=== AUSGEWÄHLTER TEXT ===
Auch wenn man die dortigen Gruppenrechte wie Amtssprache oder Ortsbezeichnung nicht sinnvoll auf die neuen Minderheiten umlegen kann, kann der symbolische Akt der gesetzlichen Anerkennung als Österreicher mit besonderem kulturellem Erbe eine wichtige Brücke schlagen, die eine emotionale Annäherung erleichtert. Gerade auch vor dem Hintergrund der historischen Versäumnisse gegenüber der Gastarbeiter-Generation bieten sich dafür insbesondere die Minderheiten mit Verbindung zu Türkei und Ex-Jugoslawien an. Warum sollte es neben den Burgenland-Kroaten oder den Kärntner-Slowenen nicht auch Austro-Kroaten oder Austro-Slowenen ganz generell geben?
Das nötige integrationspolitische Gesamtpaket könnte in einem Integrationskonvent unter Beteiligung aller wesentlichen Stakeholder, der Parteien, der Kulturvereine, Kirchen und Religionsgemeinschaften erarbeitet und dem Parlament zur Beschlussfassung vorgelegt werden.
===
[AUFGABE 1]: Zähle alle Beteiligten auf, die der Text über Integrationspolitik für den Integrationskonvent nach den Stakeholdern im Allgemeinen einzeln nennt.
[AUFGABE 2]: Welche beiden Gruppenrechte führt der Text über Integrationspolitik als Beispiele an?
[AUFGABE 3]: Knüpfe an den Text über Integrationspolitik an und schreibe ihn nach dem letzten Satz weiter.
Die Einträge weiter unten stammen aus einer anderen Quelle.
=== ANGEZEIGTE DATEN ===
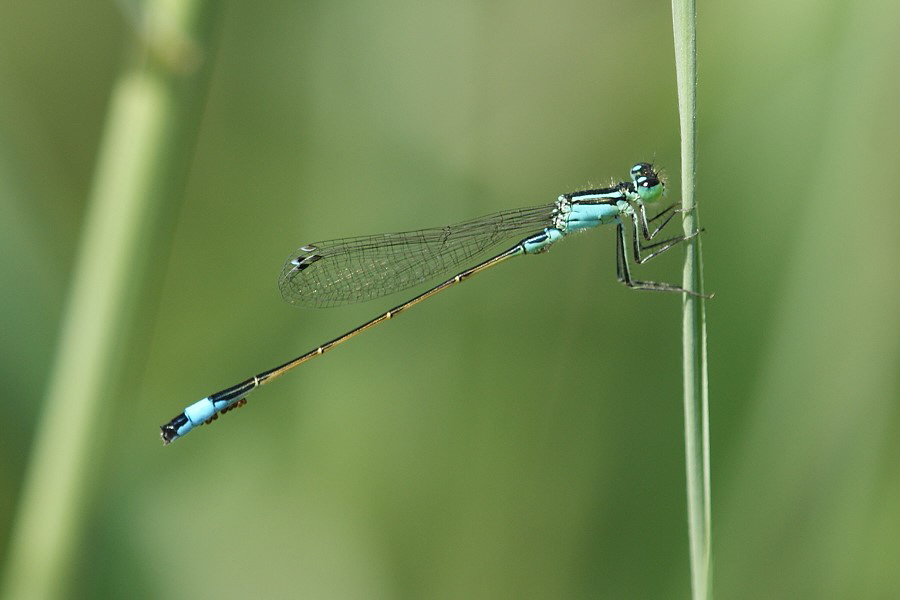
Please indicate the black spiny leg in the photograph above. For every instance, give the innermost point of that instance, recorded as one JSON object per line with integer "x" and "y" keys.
===
=== ANGEZEIGTE DATEN ===
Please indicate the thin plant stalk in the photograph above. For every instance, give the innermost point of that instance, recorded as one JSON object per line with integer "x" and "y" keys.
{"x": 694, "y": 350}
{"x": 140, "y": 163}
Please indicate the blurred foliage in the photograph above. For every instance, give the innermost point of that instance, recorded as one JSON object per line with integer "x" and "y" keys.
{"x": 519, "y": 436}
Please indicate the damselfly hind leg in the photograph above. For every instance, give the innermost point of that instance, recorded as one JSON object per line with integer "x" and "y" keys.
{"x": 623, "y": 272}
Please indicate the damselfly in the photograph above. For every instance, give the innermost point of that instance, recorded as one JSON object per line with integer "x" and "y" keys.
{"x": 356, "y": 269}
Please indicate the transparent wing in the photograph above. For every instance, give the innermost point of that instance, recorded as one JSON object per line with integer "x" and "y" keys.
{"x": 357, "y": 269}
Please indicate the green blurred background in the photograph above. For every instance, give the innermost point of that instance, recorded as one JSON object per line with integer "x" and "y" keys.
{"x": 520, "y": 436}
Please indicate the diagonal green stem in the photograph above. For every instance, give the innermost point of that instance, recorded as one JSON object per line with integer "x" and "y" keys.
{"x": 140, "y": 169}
===
=== ANGEZEIGTE DATEN ===
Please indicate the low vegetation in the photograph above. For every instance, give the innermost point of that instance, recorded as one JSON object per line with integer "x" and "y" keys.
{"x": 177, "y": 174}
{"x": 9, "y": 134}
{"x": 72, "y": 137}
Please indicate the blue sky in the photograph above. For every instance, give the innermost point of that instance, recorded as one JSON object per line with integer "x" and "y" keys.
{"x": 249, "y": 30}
===
[ANTWORT 1]: Parteien, Kulturvereine, Kirchen, Religionsgemeinschaften

[ANTWORT 2]: Amtssprache und Ortsbezeichnung

[ANTWORT 3]:
Keine Garantie auf Gelingen
Eine Garantie auf Gelingen gibt es nicht, das zeigt das aktuelle Beispiel aus Australien. Dennoch wäre es einen Versuch wert, den rechten Spaltereien einen Plan zur Einigung der Nation entgegenzustellen. Nicht nur, weil er klare Spielregeln für alle Beteiligten schafft, ohne die Integration nicht erfolgreich funktionieren kann, sondern auch weil er die ÖVP unter Druck setzen wird, endlich Farbe zu bekennen: Will sie mit dem rechten Populismus weitermachen oder staatspolitische Verantwortung übernehmen. Ein großer Teil der ÖVP-WählerInnen hat einen konstruktiven Zugang beim Thema Integration, ist also ansprechbar für einen progressiven Patriotismus. Wenn die Linke hier ein vernünftiges Angebot macht, wird es für die ÖVP schwierig werden, sich weiter als „vernünftiger“ Pol zwischen einer xenophoben Rechten und einer „weltfremden“ Linken zu präsentieren. Es ist diese integrationspolitische Bruchlinie innerhalb der ÖVP, die die Chance auf eine neue Hegemonie beim Integrationsthema birgt. Und es ist ein neuer Integrationsvertrag auf Grundlage eines progressiven Patriotismus, der das Zeug dazu hat, diese Bruchlinie offenzulegen.
Der Umgang mit der Staatsbürgerschaft wird zu einem Paradoxon.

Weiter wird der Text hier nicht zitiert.